What is needed: Among these records, which lines include "hairbrush"? Copy them out.

[Given data Boundary: Start]

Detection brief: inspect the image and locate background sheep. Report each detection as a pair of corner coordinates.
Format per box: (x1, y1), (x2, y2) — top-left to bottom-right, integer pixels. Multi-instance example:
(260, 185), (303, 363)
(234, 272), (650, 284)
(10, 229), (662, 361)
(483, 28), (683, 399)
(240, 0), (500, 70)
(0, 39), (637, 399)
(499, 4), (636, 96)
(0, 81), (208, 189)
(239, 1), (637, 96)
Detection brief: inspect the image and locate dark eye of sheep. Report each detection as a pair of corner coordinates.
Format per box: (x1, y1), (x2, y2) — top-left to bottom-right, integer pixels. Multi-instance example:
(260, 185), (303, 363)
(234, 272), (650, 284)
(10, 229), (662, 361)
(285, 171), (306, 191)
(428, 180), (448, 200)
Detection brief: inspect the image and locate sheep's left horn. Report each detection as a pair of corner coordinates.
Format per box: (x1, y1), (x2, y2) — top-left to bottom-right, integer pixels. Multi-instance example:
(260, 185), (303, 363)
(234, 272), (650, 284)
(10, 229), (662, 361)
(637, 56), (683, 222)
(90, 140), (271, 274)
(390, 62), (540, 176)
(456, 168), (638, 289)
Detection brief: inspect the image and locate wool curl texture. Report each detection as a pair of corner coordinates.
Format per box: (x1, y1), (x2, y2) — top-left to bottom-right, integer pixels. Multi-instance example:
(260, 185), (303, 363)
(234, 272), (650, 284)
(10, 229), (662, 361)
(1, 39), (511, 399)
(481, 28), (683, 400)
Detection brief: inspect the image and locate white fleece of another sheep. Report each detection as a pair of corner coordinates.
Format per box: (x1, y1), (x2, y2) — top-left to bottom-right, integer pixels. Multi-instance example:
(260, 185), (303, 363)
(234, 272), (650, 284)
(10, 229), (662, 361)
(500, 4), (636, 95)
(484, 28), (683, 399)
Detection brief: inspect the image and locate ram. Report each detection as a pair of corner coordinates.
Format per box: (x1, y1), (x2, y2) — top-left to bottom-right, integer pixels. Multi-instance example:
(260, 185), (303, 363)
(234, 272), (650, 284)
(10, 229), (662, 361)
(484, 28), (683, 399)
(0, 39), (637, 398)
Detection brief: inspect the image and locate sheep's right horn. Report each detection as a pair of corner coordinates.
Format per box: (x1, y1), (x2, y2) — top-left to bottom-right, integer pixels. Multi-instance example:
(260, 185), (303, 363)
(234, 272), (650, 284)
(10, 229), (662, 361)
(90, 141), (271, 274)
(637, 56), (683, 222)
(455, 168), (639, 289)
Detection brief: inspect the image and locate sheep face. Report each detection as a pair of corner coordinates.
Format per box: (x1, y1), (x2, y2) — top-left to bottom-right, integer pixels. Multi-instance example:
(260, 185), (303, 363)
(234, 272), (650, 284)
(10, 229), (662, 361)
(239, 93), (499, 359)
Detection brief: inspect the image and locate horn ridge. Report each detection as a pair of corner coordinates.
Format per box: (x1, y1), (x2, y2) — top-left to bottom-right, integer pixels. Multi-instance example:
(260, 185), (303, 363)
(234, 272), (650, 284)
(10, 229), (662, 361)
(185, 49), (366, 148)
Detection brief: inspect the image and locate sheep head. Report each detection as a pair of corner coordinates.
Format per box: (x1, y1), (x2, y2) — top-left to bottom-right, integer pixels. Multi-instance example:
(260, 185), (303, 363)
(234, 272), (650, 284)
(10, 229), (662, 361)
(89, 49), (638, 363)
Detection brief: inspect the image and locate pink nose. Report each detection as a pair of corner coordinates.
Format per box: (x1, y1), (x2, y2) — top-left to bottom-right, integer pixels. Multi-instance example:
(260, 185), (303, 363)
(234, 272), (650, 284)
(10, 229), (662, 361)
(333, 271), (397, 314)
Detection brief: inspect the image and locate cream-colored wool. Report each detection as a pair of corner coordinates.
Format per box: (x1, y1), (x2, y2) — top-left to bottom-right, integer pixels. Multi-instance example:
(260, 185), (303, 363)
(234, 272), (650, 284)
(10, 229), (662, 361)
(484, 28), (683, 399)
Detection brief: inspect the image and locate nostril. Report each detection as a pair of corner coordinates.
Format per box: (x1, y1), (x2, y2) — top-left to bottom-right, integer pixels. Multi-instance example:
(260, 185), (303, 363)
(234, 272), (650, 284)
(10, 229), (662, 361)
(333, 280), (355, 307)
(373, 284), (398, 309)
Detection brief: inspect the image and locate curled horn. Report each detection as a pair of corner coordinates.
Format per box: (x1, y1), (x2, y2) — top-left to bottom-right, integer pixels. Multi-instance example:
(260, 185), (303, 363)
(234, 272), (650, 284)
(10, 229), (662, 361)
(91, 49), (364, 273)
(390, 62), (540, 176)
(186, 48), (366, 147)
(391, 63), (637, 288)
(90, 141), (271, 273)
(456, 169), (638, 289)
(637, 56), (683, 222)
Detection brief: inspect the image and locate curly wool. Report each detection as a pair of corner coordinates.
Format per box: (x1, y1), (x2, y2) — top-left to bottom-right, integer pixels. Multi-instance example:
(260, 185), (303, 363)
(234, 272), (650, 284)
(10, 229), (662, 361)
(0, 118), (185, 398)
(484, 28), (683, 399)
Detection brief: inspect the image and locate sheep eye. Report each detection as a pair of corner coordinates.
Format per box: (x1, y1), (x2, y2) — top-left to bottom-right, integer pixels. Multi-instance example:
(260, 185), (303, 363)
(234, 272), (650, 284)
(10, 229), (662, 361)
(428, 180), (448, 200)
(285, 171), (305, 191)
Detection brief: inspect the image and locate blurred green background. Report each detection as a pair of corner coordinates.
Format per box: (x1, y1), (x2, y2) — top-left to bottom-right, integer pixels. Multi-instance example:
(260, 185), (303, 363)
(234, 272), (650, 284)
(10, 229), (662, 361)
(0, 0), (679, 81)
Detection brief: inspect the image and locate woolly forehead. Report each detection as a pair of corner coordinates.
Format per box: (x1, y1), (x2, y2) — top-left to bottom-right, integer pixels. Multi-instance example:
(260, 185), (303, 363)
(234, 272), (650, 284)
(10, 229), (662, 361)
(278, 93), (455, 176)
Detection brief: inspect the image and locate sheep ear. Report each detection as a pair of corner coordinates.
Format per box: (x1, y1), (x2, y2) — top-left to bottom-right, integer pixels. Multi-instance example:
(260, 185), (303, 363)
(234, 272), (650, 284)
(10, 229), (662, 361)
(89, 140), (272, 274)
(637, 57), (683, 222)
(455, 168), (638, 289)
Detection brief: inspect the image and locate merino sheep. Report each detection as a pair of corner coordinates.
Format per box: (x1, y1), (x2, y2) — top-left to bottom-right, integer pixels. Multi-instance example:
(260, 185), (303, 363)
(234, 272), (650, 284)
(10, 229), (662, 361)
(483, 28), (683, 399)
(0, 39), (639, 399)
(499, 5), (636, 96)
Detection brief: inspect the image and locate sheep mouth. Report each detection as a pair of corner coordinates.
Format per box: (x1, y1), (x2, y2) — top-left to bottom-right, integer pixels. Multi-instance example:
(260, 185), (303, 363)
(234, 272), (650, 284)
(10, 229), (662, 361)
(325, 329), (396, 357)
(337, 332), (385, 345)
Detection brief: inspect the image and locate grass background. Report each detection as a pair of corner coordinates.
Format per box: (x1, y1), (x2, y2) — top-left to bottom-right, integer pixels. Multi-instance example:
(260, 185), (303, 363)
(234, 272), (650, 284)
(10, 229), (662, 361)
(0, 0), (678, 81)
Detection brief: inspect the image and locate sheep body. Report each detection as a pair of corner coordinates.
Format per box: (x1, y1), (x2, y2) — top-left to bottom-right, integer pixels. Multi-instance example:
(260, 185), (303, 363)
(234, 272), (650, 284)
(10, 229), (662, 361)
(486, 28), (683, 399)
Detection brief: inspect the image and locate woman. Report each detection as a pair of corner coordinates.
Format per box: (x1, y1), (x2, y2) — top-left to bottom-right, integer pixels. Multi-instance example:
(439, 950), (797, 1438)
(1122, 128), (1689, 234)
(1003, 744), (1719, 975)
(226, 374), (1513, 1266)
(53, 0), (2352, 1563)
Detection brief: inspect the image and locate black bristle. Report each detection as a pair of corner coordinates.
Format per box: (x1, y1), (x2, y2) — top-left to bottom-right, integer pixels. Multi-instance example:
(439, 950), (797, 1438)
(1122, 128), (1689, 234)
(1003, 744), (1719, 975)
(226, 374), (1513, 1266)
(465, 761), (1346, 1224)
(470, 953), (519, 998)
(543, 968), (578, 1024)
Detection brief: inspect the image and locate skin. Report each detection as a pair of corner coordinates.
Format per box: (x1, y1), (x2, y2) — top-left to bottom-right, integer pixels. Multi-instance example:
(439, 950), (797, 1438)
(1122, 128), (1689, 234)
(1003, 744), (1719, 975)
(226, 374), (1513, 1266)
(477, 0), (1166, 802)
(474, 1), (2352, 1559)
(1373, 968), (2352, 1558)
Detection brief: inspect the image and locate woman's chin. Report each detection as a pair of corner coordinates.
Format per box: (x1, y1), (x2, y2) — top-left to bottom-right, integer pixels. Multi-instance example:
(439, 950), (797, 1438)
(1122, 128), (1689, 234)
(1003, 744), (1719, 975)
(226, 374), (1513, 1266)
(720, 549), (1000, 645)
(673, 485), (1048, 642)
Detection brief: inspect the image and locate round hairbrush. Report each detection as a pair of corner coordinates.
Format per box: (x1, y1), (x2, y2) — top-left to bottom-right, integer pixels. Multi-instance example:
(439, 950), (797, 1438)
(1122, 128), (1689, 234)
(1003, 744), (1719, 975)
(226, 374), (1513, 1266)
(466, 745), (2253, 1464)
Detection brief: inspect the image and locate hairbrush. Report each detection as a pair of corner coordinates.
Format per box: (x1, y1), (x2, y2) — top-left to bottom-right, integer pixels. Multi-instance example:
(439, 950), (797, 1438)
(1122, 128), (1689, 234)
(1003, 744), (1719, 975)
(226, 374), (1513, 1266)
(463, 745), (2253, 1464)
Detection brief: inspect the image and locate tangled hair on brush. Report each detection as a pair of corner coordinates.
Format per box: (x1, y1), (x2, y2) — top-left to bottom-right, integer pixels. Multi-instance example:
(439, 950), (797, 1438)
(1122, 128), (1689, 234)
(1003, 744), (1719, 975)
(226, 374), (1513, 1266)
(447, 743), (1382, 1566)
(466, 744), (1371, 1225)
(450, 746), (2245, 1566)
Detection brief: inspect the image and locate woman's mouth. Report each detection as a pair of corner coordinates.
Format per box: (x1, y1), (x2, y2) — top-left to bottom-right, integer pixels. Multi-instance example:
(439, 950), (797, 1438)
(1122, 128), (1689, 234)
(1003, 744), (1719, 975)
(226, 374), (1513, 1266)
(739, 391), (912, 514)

[Given data Boundary: End]

Answer section:
Detection brief: inspect the image and locate round hairbrush. Report each detection as a pair of corner coordinates.
Detection brief: inspect the image and locate hairbrush. Report each detection as a pair of corner coordinates.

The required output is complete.